Named object pointing entries
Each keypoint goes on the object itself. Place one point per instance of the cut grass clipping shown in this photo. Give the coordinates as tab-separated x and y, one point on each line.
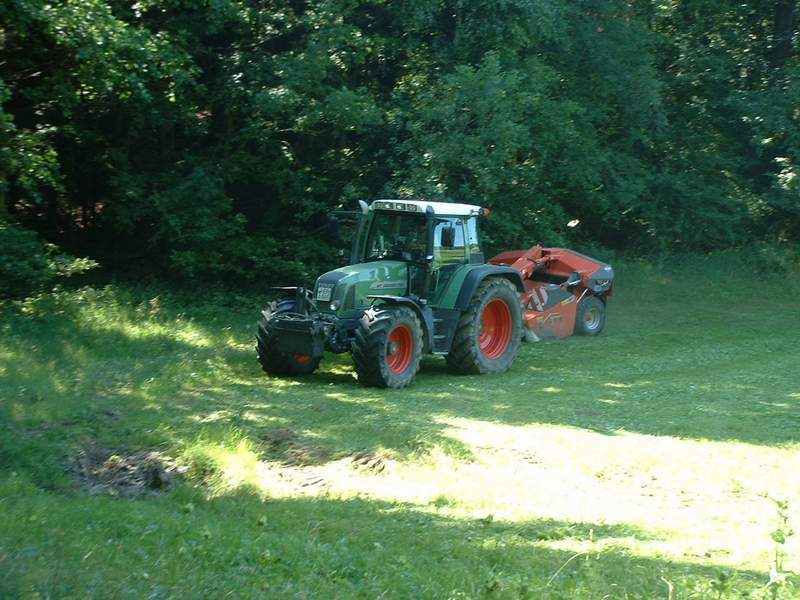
144	454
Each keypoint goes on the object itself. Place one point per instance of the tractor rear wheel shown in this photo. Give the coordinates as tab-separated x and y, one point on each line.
489	332
272	360
388	347
591	316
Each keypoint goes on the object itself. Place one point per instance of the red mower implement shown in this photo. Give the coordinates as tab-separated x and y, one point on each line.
565	291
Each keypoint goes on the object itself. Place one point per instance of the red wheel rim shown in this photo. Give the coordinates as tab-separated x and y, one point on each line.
496	327
399	348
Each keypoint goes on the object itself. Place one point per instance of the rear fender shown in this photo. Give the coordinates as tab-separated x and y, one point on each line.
425	315
476	276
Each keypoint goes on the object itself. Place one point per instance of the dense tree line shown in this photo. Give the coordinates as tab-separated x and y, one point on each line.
209	139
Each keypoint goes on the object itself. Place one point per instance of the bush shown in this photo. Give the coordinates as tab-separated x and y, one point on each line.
28	265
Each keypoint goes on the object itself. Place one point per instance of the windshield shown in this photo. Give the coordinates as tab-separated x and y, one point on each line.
397	236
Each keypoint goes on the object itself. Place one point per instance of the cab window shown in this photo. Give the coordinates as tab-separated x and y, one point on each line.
449	245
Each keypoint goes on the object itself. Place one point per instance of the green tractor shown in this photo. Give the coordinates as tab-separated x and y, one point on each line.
417	282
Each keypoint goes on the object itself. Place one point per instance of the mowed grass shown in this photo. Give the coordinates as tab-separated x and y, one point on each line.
638	464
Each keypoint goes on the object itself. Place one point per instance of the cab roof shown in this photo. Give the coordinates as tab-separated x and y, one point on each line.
421	206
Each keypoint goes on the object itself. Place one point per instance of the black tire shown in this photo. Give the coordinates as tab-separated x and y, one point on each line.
591	316
272	360
388	347
466	355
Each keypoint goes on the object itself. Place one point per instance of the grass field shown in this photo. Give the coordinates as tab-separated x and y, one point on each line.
644	463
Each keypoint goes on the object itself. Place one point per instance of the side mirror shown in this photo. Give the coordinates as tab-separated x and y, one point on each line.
448	236
333	230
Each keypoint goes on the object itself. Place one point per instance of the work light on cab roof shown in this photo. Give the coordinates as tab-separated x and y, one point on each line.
417	282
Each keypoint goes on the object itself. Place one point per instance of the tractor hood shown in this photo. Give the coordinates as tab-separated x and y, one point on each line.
345	291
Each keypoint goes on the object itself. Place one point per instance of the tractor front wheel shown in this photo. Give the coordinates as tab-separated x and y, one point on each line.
489	332
272	360
591	317
388	347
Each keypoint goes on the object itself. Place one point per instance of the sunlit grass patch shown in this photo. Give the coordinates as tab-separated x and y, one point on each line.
610	466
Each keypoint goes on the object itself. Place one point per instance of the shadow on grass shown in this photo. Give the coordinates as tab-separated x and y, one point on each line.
323	547
167	381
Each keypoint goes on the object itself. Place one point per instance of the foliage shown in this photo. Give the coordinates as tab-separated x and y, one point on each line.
209	140
625	465
27	265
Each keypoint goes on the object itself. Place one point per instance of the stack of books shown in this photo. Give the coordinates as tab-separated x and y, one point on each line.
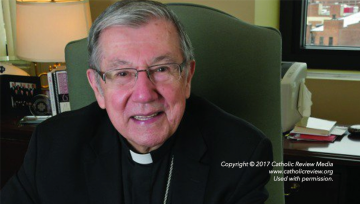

# WHAT YOU HAVE TO DO:
Reproduce all of the records with "keypoint" replaced by "marker" wherever it occurs, leaving everything else unchanged. Omit the pictures from your output.

# SOLUTION TO THIS TASK:
Each marker goes on the object itself. Place one point per instance of the cut grass clipping shown in this photo. Give the coordinates as tab-separated x and y, one point on each line.
144	454
Each marker goes on the object itself. Place one point per instance of the tractor rear wheel shown in this photo. Give the coordinates as tab-separated x and y, one point on each line.
489	332
272	360
388	347
591	316
Each marker goes on the object itself. Place one point per instance of the red mower implement shown in this photo. Give the coordinates as tab-separated x and y, one point on each line.
565	291
Each marker goes on the object itself. Place one point per instance of the red wheel rim shown in this photo. Give the coordinates as tab-separated x and y, one point on each line.
496	327
399	348
Each marker goes on the object itself. Place one point per instance of the rear fender shown in this photo. Give the coordinates as tab-separated x and y, one point on each line.
425	315
476	276
Each marker goes on the object itself. Place one point per instance of the dense tree line shown in this photo. Give the coordinates as tab-separated x and y, one point on each line.
209	139
Each marker goes on the object itself. Place one point per instance of the bush shown in this photo. Give the coordinates as tab-separated x and y, one point on each line.
28	265
Each marker goes on the object itself. Place one point per instance of the windshield shown in this photo. Give the coordinates as tab-separated x and y, one point on each line.
397	236
Each marker goes on the object itself. Place one point per instance of the cab window shown in this photo. Give the coordinates as tab-separated x and y, one point on each line.
449	245
Each marker goes on the object itself. Place one point per instance of the green tractor shown in this photo. Give the coordinates as tab-separated x and y, one point on each line.
417	282
Each marker goes on the object itself. Place one point per instance of the mowed grass shown in this photo. Give the coordinates as tab-separated x and y, one point on each line.
638	464
Each marker goes on the object itself. Place one point per instance of the cab roof shown in this photo. Give the coordinates as tab-separated x and y, one point on each line.
421	206
Each marker goes on the object itself. Place one point per instance of the black tire shown in this photo. Give the coordinates as tab-separated x and y, one point on each line.
591	316
272	360
388	347
466	355
Each marker goes on the object itself. Place one point per instance of the grass field shown in this photo. Give the coordinates as tab-separated x and y, one point on each line.
644	463
Each marker goes on the object itself. Place one point per instance of the side mirror shown in this photo. Give the coordinates as tab-separated x and y, one point on each line.
448	236
333	230
Each marker goes on the object itself. Place one point per instance of the work light on cab roof shown in this photo. Give the coordinates as tab-separated x and y, one point on each line.
417	282
Each marker goes on the object itself. Place one point per instance of the tractor hood shown in this photo. Give the coordinates as tab-separated x and y, one point on each line.
345	291
Each marker goes on the object itself. Place one point per instance of the tractor front wheel shown in this photo. Give the coordinates as tab-separated x and y, one point on each line.
489	332
272	360
591	317
388	347
Each marker goes on the object itself. Place one point per instance of the sunlit grass patch shown in this photo. Give the coordinates as tab-separated x and y, one point on each line.
610	466
Each marker goes on the object itself. Place one point per instance of the shadow on grass shown in this photo. Give the coordinates as tab-separated x and y, one point on each line.
323	547
167	381
Each marker goes on the object itself. Place one point per instance of the foliage shown in this photo. Give the coordinates as tab-separated x and y, one point on each line.
209	140
625	465
27	265
Each marker goes on the object itself. Place one point per instance of the stack of books shown in this photo. Give the coordinates as tab-separated x and y, one point on each line.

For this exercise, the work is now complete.